___ Material provided

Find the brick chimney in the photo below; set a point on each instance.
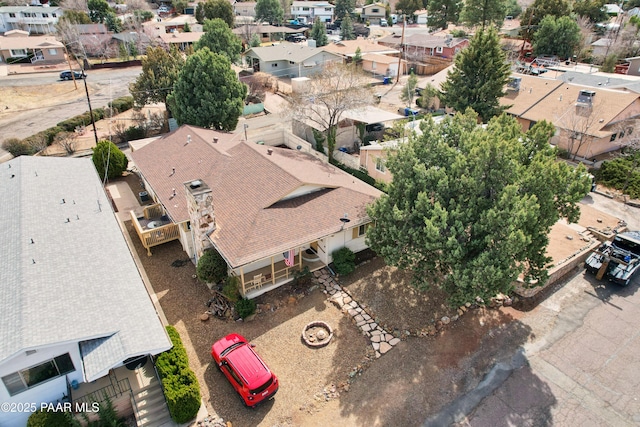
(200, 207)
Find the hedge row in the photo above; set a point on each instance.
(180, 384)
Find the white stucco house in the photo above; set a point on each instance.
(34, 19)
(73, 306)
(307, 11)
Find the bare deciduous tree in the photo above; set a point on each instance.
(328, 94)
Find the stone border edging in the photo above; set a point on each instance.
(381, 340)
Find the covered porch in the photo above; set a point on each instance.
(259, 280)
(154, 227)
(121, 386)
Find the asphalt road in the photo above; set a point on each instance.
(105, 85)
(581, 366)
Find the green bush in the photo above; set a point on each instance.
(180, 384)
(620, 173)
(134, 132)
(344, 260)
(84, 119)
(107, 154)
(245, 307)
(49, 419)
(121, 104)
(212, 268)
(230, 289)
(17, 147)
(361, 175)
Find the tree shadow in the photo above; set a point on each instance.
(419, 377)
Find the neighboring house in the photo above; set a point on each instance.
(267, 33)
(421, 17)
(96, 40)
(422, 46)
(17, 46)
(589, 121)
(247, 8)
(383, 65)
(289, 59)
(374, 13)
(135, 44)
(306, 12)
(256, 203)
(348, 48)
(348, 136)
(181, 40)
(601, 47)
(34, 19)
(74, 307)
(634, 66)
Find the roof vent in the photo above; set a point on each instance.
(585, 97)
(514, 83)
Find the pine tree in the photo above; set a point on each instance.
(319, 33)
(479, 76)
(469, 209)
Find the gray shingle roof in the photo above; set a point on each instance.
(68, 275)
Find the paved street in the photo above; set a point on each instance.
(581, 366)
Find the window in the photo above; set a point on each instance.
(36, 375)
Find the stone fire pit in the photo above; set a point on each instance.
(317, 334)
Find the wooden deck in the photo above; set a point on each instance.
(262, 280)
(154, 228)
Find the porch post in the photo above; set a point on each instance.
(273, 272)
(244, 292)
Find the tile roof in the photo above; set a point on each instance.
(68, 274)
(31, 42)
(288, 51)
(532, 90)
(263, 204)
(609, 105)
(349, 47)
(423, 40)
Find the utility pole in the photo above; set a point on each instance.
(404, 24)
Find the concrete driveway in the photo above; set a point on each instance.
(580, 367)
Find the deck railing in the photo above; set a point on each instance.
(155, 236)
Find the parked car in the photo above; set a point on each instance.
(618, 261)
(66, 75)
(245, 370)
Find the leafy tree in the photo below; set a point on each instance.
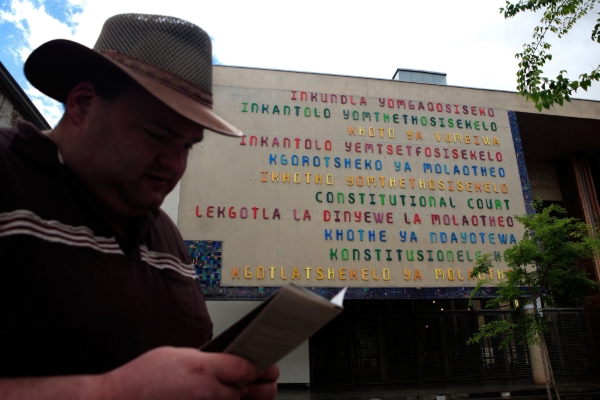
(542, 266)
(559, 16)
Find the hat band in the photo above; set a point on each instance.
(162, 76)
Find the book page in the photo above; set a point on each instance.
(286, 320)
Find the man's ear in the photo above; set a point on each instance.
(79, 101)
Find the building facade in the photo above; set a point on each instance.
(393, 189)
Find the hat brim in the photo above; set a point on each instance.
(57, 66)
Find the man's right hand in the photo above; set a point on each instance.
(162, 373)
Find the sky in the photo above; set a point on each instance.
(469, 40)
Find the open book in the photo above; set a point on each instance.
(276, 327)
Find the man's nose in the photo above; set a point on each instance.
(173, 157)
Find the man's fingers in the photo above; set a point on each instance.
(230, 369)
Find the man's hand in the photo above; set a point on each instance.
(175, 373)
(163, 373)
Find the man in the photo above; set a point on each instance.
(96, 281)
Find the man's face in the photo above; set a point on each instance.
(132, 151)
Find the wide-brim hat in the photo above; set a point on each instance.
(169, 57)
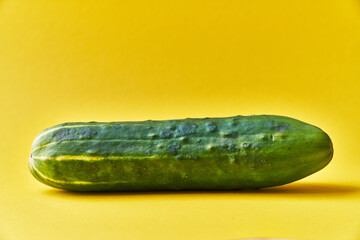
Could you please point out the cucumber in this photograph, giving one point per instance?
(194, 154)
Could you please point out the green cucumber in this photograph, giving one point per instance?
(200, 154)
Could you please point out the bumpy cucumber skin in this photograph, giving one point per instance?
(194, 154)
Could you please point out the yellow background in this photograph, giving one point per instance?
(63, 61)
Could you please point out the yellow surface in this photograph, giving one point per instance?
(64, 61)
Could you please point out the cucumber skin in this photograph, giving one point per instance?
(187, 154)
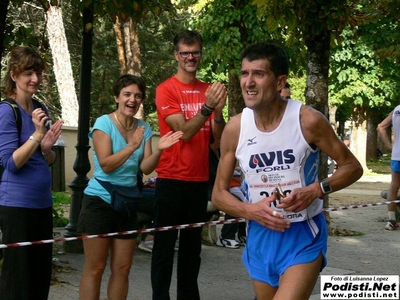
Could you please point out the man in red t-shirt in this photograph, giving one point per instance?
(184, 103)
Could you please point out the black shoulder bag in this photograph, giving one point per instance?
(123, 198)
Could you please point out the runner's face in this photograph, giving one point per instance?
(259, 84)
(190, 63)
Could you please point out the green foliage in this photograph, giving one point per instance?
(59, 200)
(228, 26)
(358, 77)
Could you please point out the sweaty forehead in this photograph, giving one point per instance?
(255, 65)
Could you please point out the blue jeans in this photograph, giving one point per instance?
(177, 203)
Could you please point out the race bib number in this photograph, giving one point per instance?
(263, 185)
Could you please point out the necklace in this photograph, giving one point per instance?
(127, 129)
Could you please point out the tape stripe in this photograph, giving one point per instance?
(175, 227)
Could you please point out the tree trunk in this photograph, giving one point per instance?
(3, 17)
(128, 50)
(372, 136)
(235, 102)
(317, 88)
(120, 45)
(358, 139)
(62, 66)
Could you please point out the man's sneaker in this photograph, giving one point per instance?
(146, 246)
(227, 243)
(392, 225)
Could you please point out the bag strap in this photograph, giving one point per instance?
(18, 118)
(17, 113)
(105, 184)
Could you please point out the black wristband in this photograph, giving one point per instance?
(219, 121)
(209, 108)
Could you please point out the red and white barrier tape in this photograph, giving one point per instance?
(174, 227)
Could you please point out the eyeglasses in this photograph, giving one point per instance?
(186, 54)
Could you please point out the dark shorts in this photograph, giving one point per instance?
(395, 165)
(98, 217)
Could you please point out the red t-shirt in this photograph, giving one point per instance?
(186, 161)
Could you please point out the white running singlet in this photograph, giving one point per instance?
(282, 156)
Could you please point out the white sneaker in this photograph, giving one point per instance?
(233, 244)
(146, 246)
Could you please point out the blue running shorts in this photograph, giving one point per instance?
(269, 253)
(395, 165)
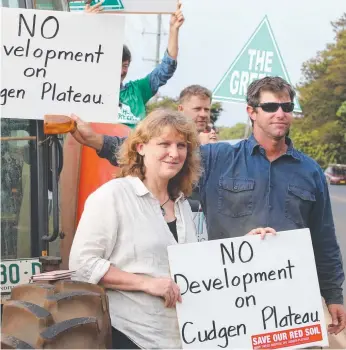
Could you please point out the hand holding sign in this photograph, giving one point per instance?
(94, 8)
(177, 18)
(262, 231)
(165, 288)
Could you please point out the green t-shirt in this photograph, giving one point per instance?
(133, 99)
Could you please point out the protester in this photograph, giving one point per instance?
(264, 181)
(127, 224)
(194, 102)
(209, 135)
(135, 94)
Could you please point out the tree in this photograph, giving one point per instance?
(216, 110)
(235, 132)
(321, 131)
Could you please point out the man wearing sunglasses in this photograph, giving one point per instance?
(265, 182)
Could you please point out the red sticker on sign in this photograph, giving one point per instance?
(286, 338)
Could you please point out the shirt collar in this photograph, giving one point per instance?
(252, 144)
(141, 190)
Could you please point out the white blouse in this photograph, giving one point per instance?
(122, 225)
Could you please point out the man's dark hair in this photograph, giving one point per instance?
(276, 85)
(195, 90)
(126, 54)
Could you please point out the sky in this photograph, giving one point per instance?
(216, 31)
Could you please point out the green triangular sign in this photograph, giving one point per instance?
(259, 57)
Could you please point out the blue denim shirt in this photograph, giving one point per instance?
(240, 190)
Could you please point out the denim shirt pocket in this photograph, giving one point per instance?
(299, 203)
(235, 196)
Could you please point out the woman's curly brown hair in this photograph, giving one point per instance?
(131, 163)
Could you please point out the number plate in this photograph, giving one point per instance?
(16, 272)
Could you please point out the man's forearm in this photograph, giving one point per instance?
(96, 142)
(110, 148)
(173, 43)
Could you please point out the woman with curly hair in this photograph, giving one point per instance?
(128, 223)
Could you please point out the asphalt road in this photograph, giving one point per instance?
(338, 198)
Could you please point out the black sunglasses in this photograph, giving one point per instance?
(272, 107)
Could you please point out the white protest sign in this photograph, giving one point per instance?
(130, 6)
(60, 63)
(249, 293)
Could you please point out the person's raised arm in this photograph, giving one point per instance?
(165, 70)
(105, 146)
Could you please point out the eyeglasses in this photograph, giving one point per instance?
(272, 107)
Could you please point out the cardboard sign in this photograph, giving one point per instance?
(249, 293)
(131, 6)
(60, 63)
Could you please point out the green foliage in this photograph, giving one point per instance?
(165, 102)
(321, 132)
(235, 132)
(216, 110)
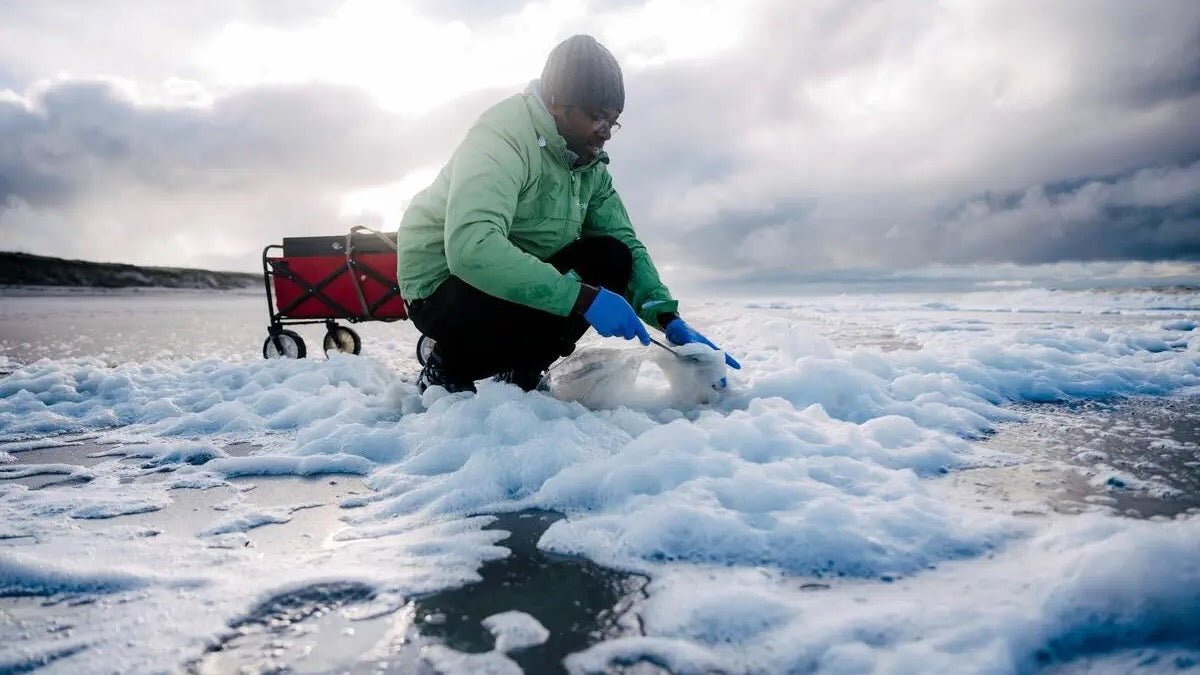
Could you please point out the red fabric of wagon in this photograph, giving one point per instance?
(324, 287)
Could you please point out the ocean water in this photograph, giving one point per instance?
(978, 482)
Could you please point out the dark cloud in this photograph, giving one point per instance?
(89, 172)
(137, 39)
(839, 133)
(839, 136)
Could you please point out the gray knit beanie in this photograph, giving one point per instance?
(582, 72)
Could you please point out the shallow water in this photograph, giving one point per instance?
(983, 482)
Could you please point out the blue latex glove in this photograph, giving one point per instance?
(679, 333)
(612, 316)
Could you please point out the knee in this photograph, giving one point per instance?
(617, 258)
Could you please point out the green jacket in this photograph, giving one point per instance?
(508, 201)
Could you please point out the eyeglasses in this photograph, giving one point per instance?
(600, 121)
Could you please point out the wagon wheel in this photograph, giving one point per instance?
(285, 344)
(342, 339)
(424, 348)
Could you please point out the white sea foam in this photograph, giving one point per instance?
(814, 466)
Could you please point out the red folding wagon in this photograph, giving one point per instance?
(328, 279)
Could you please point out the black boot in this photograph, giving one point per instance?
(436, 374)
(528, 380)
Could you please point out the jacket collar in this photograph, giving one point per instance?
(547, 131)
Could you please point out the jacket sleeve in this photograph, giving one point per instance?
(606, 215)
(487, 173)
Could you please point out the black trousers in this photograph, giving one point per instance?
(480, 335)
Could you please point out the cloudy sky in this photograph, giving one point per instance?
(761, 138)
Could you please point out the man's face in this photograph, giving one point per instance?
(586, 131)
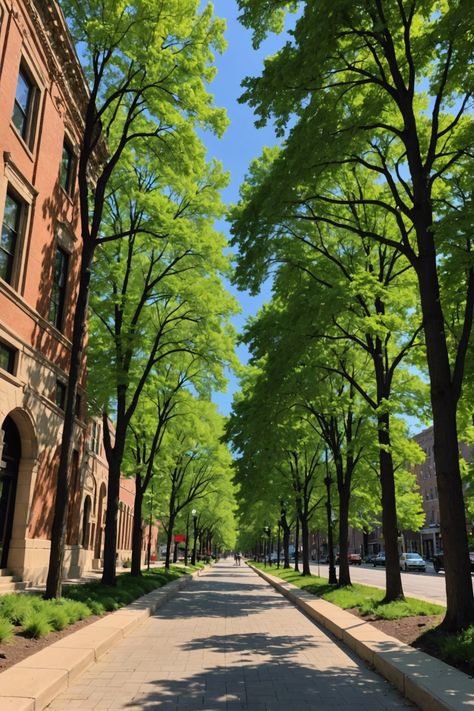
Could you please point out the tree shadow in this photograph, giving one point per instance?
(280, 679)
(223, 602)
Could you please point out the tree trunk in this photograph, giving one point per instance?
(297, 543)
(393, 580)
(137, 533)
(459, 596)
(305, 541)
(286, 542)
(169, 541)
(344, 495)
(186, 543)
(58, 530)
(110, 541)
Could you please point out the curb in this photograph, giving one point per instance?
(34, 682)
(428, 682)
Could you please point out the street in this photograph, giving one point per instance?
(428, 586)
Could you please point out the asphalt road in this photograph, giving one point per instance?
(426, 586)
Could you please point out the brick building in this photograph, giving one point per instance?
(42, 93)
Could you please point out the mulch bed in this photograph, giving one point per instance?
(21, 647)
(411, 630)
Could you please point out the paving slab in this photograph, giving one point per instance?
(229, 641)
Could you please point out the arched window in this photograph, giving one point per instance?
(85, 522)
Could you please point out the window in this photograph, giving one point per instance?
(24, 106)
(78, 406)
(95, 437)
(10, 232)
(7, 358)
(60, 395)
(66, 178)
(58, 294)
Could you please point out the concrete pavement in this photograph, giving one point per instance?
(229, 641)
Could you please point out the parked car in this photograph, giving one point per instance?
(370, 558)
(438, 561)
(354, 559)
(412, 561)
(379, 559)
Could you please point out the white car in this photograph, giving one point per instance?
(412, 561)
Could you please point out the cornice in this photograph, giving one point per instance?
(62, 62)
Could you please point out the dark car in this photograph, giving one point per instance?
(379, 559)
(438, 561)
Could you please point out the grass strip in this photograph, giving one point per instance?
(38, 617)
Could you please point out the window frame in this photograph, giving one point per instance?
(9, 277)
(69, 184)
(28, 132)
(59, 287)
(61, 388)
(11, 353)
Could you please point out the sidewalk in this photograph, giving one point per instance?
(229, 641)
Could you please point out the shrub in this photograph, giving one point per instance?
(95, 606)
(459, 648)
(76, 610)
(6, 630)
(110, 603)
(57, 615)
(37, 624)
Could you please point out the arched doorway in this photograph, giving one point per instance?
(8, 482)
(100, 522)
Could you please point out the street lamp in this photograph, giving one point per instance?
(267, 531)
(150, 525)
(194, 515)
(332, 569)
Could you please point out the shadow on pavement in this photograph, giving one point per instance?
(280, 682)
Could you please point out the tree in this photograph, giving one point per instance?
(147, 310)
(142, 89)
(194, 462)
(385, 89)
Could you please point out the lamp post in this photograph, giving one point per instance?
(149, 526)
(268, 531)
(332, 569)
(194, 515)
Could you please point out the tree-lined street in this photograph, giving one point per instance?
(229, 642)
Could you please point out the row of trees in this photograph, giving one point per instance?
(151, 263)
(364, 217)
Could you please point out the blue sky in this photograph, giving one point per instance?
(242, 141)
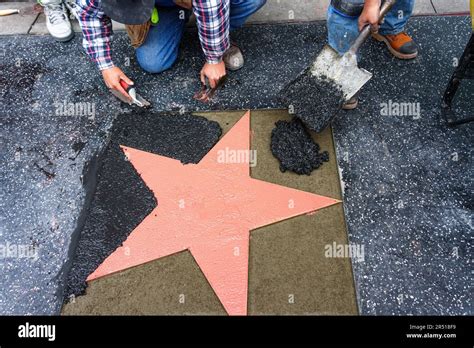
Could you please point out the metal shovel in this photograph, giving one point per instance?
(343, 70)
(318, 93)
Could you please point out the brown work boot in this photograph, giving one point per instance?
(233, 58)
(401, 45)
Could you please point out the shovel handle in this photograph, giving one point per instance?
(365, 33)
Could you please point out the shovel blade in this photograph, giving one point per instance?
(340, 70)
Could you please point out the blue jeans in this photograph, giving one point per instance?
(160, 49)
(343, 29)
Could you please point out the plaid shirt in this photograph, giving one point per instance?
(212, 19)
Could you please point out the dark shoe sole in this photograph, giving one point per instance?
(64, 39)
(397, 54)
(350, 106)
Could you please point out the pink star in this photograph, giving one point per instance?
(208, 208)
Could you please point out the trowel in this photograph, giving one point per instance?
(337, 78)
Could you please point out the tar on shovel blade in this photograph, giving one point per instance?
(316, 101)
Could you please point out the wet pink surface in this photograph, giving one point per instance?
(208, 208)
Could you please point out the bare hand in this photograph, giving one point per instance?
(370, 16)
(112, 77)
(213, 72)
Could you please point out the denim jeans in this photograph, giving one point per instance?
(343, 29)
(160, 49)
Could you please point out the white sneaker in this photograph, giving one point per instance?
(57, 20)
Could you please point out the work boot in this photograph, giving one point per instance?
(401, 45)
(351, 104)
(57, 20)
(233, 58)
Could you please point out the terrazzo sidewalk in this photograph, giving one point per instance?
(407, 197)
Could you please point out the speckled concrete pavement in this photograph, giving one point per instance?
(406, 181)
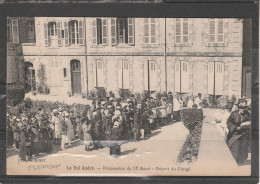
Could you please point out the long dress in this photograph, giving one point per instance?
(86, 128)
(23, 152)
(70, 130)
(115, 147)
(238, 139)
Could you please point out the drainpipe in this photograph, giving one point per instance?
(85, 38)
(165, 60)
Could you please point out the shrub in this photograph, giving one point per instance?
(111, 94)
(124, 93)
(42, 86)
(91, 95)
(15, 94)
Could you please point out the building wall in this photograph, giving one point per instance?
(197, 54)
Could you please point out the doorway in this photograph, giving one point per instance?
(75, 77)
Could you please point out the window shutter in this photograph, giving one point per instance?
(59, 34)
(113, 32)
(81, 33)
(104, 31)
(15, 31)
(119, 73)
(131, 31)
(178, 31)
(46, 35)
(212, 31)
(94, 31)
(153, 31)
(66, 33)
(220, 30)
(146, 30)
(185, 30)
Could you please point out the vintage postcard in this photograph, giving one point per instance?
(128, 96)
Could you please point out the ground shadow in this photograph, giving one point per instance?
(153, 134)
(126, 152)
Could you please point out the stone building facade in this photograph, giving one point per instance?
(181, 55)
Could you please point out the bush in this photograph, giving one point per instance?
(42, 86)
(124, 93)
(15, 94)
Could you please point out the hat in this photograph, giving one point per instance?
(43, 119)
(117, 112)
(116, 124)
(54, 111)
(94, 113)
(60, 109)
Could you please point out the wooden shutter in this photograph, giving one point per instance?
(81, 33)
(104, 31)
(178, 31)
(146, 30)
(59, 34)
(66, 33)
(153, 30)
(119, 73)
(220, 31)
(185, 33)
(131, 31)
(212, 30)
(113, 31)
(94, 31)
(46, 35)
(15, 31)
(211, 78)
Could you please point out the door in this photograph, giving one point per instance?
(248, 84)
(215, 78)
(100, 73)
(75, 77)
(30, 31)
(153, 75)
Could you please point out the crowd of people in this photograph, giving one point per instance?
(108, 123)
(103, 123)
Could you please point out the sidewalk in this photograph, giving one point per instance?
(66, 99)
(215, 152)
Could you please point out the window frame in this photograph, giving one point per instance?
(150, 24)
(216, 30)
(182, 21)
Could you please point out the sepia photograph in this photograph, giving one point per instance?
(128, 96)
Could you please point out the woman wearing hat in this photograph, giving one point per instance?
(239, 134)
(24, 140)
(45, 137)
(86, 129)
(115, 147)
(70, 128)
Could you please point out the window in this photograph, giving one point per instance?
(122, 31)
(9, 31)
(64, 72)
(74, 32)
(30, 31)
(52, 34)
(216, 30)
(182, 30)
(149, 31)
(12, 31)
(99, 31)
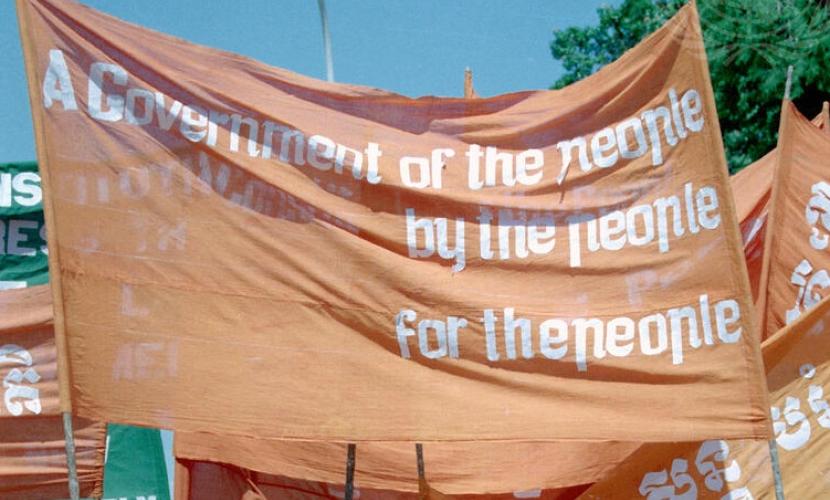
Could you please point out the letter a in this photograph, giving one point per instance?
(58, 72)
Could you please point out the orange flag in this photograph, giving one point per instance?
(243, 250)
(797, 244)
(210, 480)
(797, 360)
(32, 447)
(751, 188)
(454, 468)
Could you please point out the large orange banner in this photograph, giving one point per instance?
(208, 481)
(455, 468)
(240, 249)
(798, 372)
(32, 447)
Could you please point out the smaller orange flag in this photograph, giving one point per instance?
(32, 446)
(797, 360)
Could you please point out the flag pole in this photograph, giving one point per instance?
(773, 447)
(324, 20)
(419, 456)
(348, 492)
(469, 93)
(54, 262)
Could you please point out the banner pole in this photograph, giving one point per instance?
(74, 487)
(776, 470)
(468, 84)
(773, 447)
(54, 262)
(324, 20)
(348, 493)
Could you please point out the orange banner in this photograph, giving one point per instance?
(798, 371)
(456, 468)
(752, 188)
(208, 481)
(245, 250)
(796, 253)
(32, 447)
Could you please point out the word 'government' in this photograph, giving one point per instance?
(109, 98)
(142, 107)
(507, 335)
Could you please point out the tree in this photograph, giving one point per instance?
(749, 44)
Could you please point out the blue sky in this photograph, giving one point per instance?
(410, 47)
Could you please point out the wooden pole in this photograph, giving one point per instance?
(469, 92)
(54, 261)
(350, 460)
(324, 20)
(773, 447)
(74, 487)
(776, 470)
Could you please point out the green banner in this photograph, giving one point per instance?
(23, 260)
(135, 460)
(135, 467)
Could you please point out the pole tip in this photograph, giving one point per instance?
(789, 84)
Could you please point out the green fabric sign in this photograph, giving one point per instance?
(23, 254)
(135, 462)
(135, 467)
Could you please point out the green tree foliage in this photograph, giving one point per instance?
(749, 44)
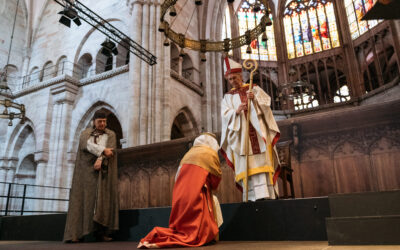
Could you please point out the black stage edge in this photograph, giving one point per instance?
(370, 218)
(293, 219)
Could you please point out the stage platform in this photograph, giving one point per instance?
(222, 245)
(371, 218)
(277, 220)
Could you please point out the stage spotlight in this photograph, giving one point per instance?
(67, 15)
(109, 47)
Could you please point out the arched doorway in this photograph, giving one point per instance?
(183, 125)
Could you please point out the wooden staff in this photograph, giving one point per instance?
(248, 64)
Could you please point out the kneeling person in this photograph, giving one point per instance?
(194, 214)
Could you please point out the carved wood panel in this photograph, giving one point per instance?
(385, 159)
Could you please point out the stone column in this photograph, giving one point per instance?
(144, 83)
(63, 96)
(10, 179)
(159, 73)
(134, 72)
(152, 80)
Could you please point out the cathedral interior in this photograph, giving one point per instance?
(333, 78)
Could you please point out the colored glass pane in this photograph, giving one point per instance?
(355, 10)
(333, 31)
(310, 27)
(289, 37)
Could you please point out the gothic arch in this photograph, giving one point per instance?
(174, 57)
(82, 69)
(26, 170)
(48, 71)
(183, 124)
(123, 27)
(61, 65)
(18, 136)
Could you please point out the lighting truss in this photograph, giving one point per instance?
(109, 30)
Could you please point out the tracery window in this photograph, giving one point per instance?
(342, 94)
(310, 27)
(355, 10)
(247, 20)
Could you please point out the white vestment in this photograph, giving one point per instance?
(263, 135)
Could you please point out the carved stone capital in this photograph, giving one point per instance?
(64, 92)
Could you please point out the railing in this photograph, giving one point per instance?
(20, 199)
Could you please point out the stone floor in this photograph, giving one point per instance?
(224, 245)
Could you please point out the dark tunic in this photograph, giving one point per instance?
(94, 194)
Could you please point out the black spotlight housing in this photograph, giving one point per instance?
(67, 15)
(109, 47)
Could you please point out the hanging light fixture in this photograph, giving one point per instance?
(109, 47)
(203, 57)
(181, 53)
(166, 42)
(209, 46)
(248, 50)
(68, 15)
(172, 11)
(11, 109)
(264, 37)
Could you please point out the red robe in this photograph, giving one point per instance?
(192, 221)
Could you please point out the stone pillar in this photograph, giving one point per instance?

______

Work item:
Your task is to transcribe exactly the lines from the one with "Could you please point out the tracery" through the end of the data, both included, and nothing besides.

Task solution:
Could you please point out the tracery window in this photograph, giving one point per instance?
(342, 94)
(310, 27)
(355, 10)
(247, 20)
Could you please point out the white vestment in this photograph, giving one point per instance?
(263, 135)
Could you please point out the carved stone capital in this photograph, giving one point per instance?
(64, 92)
Could you please point out the railing in this photograph, giving one point per instance?
(20, 199)
Could you please point out the stone floor in this photograph, giving one point per instance?
(224, 245)
Could you please point out the dark tunic in this photograph, giving one point per instance?
(94, 194)
Could you please point out the black spotlight housing in this photograph, giving one point per instance?
(67, 15)
(109, 47)
Could you please point out the hanging light fixture in this photograph, giving one point per instance?
(109, 47)
(203, 57)
(181, 53)
(166, 42)
(209, 46)
(248, 50)
(68, 15)
(172, 11)
(11, 109)
(264, 37)
Could you please point out the red robe in this photograph, giving one point per instance?
(192, 221)
Could you please point out the stone pillar in this photograph, giving one point per instance?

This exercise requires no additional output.